_YOUR INSTRUCTIONS_
Convert the rows below into a Markdown table with two columns, No. holding a running number and Line holding each line, and leave out any blank lines.

_LISTED RECORDS_
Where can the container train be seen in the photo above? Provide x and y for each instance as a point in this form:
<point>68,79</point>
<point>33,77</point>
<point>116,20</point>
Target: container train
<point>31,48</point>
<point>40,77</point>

_THE ANSWER_
| No. | Line |
|---|---|
| 1 | Where can the container train be seen in the photo above? Provide x and y for each instance as a point in this form: |
| 2 | <point>68,79</point> |
| 3 | <point>33,77</point> |
| 4 | <point>116,20</point> |
| 5 | Target: container train |
| 6 | <point>31,48</point> |
| 7 | <point>40,77</point> |